:: STORED DATA ::

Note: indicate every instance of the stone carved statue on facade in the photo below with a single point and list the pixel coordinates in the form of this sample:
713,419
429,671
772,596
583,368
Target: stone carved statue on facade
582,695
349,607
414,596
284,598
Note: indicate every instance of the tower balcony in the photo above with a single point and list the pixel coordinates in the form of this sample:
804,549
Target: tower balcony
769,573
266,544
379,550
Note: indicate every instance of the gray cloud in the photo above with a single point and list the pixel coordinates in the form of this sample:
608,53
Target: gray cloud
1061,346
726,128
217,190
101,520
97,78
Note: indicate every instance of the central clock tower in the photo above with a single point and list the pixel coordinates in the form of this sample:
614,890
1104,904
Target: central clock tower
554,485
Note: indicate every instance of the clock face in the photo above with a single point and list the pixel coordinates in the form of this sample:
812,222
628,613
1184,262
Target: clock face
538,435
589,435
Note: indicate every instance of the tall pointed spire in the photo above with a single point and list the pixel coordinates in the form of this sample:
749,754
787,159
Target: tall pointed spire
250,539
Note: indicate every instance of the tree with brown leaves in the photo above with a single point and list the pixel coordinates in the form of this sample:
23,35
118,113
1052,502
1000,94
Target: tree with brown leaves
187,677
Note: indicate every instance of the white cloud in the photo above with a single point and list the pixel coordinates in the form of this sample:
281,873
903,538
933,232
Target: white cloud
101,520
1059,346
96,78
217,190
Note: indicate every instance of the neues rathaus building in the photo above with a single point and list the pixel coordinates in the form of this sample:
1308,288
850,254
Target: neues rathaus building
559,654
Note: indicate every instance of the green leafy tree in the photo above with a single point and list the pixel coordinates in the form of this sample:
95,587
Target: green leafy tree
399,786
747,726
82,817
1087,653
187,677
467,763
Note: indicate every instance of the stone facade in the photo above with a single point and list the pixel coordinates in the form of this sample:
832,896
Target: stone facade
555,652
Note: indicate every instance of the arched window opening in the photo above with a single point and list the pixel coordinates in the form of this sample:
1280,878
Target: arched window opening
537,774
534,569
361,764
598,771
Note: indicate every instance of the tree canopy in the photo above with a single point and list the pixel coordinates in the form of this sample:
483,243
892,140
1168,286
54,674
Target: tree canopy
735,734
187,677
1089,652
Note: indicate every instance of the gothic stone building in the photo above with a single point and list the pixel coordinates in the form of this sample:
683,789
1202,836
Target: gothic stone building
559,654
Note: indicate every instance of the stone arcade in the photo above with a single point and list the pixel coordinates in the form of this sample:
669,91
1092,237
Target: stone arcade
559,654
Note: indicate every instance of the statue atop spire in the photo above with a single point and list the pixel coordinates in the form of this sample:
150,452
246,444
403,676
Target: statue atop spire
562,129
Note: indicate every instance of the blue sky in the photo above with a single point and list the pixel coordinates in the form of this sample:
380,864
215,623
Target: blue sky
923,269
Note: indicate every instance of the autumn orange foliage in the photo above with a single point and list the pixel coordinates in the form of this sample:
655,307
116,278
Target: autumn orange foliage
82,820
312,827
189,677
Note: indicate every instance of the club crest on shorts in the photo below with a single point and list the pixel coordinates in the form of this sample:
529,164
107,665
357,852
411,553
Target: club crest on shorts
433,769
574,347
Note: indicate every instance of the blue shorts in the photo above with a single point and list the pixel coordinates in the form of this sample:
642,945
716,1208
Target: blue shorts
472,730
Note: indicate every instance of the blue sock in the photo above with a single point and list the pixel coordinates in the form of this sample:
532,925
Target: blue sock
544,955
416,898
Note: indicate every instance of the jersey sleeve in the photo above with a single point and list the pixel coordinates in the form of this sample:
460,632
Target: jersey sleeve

:::

> **PROBLEM STATEMENT**
Would you reproduce the entire listing, keeping every line as it is?

> **RESULT OF THE EXERCISE**
Note: indicate every instance of the stone carved statue on facade in the photo below with a single point and list the pixel coordinates in the form of this sample:
713,419
429,671
772,596
583,368
Target: stone carved statue on facade
582,695
349,607
414,596
284,598
Note: indicate every instance of the tower balcony in the photo above with a single point and list the pixel coordinates in the form of this sample:
804,549
Target: tower balcony
769,573
266,544
379,550
Note: indicate every instance of the gray cloud in the photo above with a single point and list the pixel coordinates in the form of this sample:
608,53
Target: gray cloud
1061,346
726,128
217,190
101,520
97,78
Note: indicate every instance of the central clock tower in the photo above with a single point and list the pixel coordinates in the form of this sample:
614,890
1104,904
Target: central clock tower
554,485
Note: indicate every instance of the clock face in the photo above with a single point and list the pixel coordinates in the form of this sample:
812,222
628,613
1184,262
Target: clock face
538,435
589,435
Note: indicate every instance of the tall pointed spire in the photo above with a single point and list the pixel coordinates in the form of this sample:
749,754
787,159
Target: tall pointed spire
250,539
Note: indicate every instance of the tree with brown leaves in the photo above with a single point and list the pixel coordinates in the form of this sample:
23,35
118,113
1052,502
1000,94
Target: tree with brown leaves
187,677
Note: indicate every instance of the white cloud in the photo above with a single point and list the pixel coordinates in the form of this sample:
281,873
903,538
933,232
Target: white cloud
101,520
1059,346
96,78
217,190
Note: indicate every instance of the neues rathaus building in the photo above with a single point and list the pixel coordinates in the form of this sample:
1308,288
850,254
Target: neues rathaus building
559,654
Note: indicate every instance of the green leafy tree in the photo above with a single point and list the pixel coordinates in the form of this sample:
95,587
Target: green leafy tree
399,786
747,726
82,817
1087,653
187,677
467,763
Note: indicate every instance of the stone facade in the photo above with a single point and list the pixel coordinates in the form of this sample:
832,896
Target: stone facade
555,652
Note: indicate every instance of the arched window opening in the photo above with a single point and list the pixel coordinates in the form of this sample:
1280,878
Target: arched window opening
537,774
534,569
361,764
598,771
Note: indicate every instance of the tree canopy in the photo above with a single point and list the pixel coordinates in the form of this sample:
483,243
892,140
1168,286
54,674
Target: tree canopy
735,734
187,677
1089,652
Note: indicate every instance of the gothic stone building in the photo above with a single point and list the pixel coordinates in the form of this sample:
683,789
1202,836
Target: gothic stone building
559,654
Note: indicate every instance of the stone arcade in the photo above with a single point and list the pixel coordinates in the form of this sample:
669,91
1092,237
Target: stone arcade
559,654
Note: indicate every instance of the statue atop spire in the photo above with a single point and list the pixel coordinates in the form of this sample:
150,452
246,444
403,676
Target: statue atop spire
562,129
Note: indicate every instance of the blue sky in the photo above with a single point and list the pixel coordinates in the form of this sample:
380,864
215,623
Target: blue sky
923,269
Note: indicate every instance of the autumn orange foliage in the photo above with a single point and list the pixel coordinates in the form of this sample:
655,307
116,278
Target: autumn orange foliage
82,820
312,827
189,677
Note: indicate every instance of the club crest on shorts in the photo below with a single point and list the pixel coordinates in the form of this sample:
529,164
107,665
357,852
411,553
Target: club crest on shorts
433,769
574,347
Note: indicate every instance of the blue shorts in the photo above with a single point and list the pixel coordinates in the form of this sample:
642,945
716,1208
Target: blue shorts
472,730
Note: indicate every instance of the blue sock in the photo above with a single point and list the pixel coordinates in the form of this sample:
532,925
Target: blue sock
544,955
416,898
Note: indicate every instance of the jersey sleeve in the photo above with a single point and list the pixel coordinates in the form of this sample:
460,632
Target: jersey sleeve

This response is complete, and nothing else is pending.